### Supplied information:
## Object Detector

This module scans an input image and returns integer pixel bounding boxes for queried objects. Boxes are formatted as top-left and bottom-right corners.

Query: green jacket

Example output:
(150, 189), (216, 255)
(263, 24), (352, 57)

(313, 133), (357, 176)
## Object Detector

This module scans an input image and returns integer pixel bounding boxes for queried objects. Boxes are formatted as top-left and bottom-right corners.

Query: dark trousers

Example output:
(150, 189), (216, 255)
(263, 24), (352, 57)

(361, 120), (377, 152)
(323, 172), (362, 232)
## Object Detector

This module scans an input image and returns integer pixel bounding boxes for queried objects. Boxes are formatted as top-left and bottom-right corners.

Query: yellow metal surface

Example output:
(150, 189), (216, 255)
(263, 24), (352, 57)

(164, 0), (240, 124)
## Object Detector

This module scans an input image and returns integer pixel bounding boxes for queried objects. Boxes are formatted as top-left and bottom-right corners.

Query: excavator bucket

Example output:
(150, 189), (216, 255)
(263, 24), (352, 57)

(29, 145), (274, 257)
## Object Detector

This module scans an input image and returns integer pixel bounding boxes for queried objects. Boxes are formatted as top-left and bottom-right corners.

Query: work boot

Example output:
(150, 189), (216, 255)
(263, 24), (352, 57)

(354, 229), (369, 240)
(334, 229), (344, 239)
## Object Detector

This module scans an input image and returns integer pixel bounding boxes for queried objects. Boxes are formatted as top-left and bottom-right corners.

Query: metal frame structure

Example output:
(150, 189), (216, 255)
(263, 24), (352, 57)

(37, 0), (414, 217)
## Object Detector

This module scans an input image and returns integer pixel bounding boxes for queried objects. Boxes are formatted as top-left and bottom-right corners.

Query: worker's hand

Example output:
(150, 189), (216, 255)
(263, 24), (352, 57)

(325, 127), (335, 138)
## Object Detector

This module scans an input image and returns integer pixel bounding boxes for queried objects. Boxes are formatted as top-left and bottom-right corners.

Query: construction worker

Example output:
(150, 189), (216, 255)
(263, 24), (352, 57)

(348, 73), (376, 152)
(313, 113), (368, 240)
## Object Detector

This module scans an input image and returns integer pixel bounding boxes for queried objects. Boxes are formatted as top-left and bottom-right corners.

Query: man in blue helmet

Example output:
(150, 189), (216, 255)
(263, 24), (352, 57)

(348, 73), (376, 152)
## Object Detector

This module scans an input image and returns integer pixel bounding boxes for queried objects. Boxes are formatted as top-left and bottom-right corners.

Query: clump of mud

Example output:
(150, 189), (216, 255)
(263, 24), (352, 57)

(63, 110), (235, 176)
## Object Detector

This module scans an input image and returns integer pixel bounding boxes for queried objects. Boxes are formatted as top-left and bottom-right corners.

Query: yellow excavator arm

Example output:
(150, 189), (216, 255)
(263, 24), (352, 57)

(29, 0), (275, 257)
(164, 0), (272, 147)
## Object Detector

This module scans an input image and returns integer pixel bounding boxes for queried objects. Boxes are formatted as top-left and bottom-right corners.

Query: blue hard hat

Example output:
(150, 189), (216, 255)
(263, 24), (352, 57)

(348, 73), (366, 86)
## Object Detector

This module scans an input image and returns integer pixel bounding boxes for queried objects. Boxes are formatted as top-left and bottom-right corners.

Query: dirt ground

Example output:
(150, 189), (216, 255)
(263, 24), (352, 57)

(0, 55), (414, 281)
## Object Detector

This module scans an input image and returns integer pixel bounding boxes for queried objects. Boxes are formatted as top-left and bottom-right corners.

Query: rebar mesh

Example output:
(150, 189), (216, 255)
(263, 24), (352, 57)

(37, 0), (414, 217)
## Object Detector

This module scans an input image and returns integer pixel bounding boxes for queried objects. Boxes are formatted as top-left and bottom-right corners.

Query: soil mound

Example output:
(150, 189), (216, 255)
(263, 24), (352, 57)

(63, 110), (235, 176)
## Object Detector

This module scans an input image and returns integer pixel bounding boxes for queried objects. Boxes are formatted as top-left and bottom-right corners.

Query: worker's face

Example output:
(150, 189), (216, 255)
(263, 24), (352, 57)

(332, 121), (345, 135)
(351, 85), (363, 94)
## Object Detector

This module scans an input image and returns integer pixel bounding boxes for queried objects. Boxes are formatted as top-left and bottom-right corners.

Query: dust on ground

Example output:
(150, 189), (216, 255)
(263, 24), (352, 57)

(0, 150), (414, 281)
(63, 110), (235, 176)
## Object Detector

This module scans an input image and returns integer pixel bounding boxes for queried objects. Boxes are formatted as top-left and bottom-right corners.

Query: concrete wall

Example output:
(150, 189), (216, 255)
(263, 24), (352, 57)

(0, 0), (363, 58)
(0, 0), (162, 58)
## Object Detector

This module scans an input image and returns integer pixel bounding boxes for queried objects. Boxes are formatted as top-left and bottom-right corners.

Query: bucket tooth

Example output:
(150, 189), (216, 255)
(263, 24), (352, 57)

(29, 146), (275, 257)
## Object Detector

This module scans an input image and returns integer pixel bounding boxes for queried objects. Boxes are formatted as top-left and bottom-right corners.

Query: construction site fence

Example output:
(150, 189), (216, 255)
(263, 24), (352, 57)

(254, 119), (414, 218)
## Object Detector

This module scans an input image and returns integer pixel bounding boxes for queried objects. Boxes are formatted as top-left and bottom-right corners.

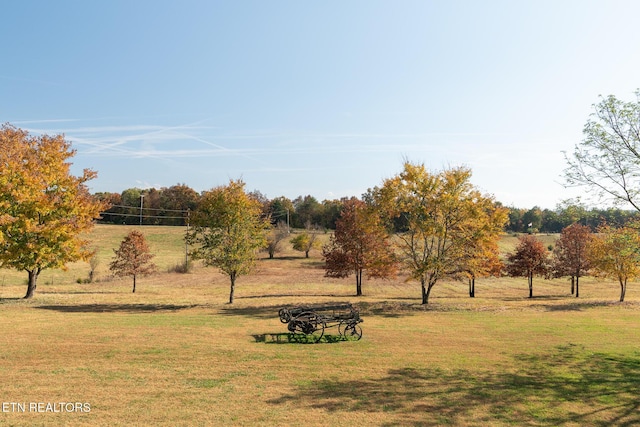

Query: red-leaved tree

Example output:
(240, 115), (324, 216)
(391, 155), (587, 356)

(109, 230), (156, 292)
(551, 223), (592, 298)
(507, 235), (548, 298)
(322, 198), (397, 296)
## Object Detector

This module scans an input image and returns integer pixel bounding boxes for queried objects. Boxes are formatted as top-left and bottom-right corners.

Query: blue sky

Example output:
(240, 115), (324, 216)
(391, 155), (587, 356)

(0, 0), (640, 208)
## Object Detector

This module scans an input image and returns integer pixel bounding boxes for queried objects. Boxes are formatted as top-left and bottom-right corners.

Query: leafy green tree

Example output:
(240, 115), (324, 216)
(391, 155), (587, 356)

(109, 230), (157, 293)
(507, 235), (548, 298)
(368, 162), (502, 304)
(322, 198), (397, 296)
(564, 90), (640, 211)
(0, 124), (105, 298)
(186, 180), (271, 304)
(588, 225), (640, 302)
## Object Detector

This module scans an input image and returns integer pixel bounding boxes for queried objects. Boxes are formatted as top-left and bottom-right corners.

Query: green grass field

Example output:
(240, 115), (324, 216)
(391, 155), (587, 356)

(0, 226), (640, 426)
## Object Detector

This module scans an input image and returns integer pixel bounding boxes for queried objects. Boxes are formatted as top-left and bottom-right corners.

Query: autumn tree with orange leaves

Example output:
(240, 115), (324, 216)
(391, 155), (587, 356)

(109, 230), (156, 293)
(186, 180), (271, 304)
(507, 234), (548, 298)
(322, 198), (397, 296)
(367, 161), (506, 304)
(588, 225), (640, 302)
(0, 124), (105, 298)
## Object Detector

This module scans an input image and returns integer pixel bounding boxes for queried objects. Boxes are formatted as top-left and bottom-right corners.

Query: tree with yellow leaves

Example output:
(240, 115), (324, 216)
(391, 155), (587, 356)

(369, 162), (507, 304)
(0, 124), (105, 298)
(186, 180), (271, 304)
(587, 225), (640, 302)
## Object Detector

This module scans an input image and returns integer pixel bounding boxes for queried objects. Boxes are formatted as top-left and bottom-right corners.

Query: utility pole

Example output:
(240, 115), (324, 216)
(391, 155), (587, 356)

(140, 194), (144, 225)
(184, 209), (191, 271)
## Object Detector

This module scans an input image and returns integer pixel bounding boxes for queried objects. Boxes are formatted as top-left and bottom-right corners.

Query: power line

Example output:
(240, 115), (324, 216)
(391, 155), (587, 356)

(105, 205), (189, 213)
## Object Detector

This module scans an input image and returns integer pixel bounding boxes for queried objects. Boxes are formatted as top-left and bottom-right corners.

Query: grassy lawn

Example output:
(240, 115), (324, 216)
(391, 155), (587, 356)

(0, 226), (640, 426)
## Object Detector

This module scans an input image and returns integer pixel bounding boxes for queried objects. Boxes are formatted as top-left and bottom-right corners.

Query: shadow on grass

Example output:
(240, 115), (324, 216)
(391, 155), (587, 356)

(252, 332), (346, 344)
(220, 295), (356, 320)
(540, 299), (620, 311)
(34, 304), (198, 313)
(269, 346), (640, 426)
(235, 293), (350, 300)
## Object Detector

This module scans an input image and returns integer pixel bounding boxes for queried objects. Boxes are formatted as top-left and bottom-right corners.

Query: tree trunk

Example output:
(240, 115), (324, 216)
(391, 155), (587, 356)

(571, 276), (576, 295)
(24, 269), (40, 299)
(229, 273), (236, 304)
(420, 279), (429, 304)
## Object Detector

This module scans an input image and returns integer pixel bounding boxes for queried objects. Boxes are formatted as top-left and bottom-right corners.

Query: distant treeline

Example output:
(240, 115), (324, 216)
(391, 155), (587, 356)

(95, 184), (640, 233)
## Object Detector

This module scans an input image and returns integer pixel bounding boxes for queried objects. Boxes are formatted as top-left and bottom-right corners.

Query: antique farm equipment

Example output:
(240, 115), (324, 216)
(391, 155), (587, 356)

(278, 304), (362, 342)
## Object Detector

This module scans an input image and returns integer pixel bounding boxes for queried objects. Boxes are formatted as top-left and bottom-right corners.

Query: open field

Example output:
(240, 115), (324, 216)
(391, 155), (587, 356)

(0, 226), (640, 426)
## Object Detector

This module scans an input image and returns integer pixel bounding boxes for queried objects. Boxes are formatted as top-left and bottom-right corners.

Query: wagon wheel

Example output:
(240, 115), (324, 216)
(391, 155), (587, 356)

(338, 321), (349, 338)
(288, 313), (326, 342)
(278, 308), (291, 323)
(342, 323), (362, 341)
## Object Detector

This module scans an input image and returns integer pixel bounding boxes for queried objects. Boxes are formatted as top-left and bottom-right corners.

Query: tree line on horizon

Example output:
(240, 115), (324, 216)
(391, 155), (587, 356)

(94, 184), (640, 233)
(0, 90), (640, 304)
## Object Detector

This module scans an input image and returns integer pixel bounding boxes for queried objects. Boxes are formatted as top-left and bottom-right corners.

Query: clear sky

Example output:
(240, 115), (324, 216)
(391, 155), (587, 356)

(0, 0), (640, 208)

### Task to complete:
Please scale the part that runs from the first line through the line containing "(323, 172), (362, 232)", ends included, and give those lines again with the requests. Multiply every bounding-box coordinate in the answers by 0.95 and round to whole numbers, halves up, but keep the numbers in the requests and their format samples unchanged.

### Answer to the problem:
## Object Detector

This module scans an input image and returns integer pixel bounding boxes for queried objects. Boxes are formatted as top-left and bottom-right corners.

Query: green jacket

Example output:
(150, 189), (216, 255)
(263, 24), (352, 57)

(297, 126), (339, 167)
## Object Detector

This module scans an input image and returns integer pixel bounding boxes for queried objects. Boxes are formatted as top-left and bottom-right corners.

Query: dark trousers

Example output:
(150, 189), (216, 255)
(263, 24), (352, 57)

(343, 114), (358, 144)
(307, 163), (344, 220)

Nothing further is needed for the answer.